■ **Problem**
Write out all of the entries that follow, word for word, but skip the pictures.
** Data for this exercise follows **
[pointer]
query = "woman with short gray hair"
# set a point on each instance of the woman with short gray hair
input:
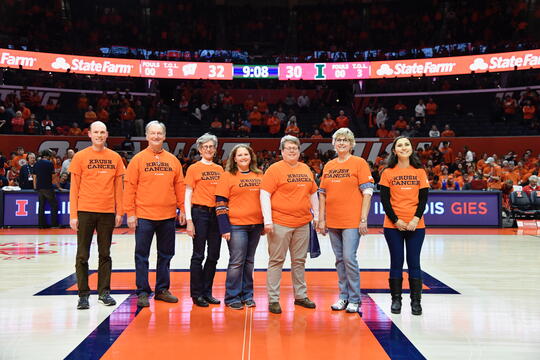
(202, 225)
(344, 202)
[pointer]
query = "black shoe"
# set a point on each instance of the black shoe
(305, 302)
(200, 301)
(106, 299)
(83, 303)
(212, 300)
(143, 300)
(416, 295)
(395, 291)
(166, 296)
(274, 308)
(236, 306)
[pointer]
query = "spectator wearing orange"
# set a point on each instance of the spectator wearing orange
** End of Data for this exercise **
■ **Solution to this task**
[pointer]
query = "woman with short gray hair"
# set a point on each instance of the woman with short gray hair
input:
(202, 225)
(344, 202)
[pointer]
query = "black shoe"
# set a point on each instance of the black shoe
(305, 302)
(200, 301)
(106, 299)
(83, 303)
(212, 300)
(143, 300)
(416, 295)
(395, 291)
(166, 296)
(274, 308)
(236, 306)
[pointer]
query = "spectator wearing orange"
# set a point on each instance of the spectator wearing orange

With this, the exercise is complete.